• _EXERCISE BRIEF_
Rewrite the lines from the one containing "of the fire" through the one containing "Target: fire truck ladder", replacing "deepest" with "most central" and keeping everything else the same. Leave the pictures out of your answer.

• _INPUT RECORDS_

# # # # # # #

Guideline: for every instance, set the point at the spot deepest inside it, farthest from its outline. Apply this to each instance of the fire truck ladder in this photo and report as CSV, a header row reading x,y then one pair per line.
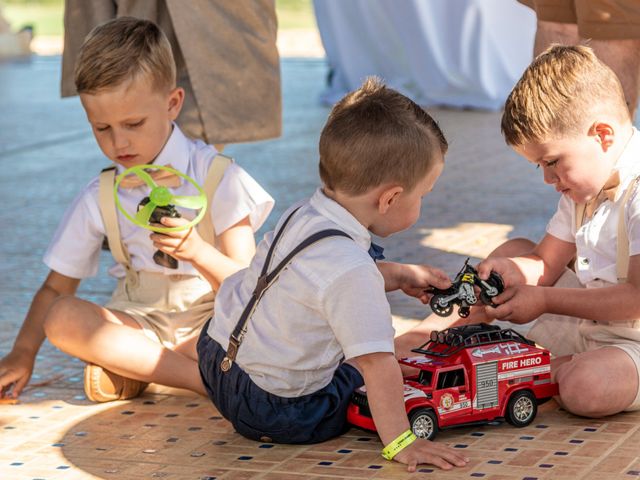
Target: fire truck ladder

# # # # # # #

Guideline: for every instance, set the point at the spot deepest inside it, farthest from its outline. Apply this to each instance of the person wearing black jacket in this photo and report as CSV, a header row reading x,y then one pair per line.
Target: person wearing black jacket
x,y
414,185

# # # # # # #

• _ANSWER TO THIS TASK_
Guideline: for every instance, set the point at the spot most central inside it, farthest from its outline. Apply this to each instance of the fire truck ladder in this photo and report as CSV, a header row reading x,y then one pair per line.
Target: fire truck ladder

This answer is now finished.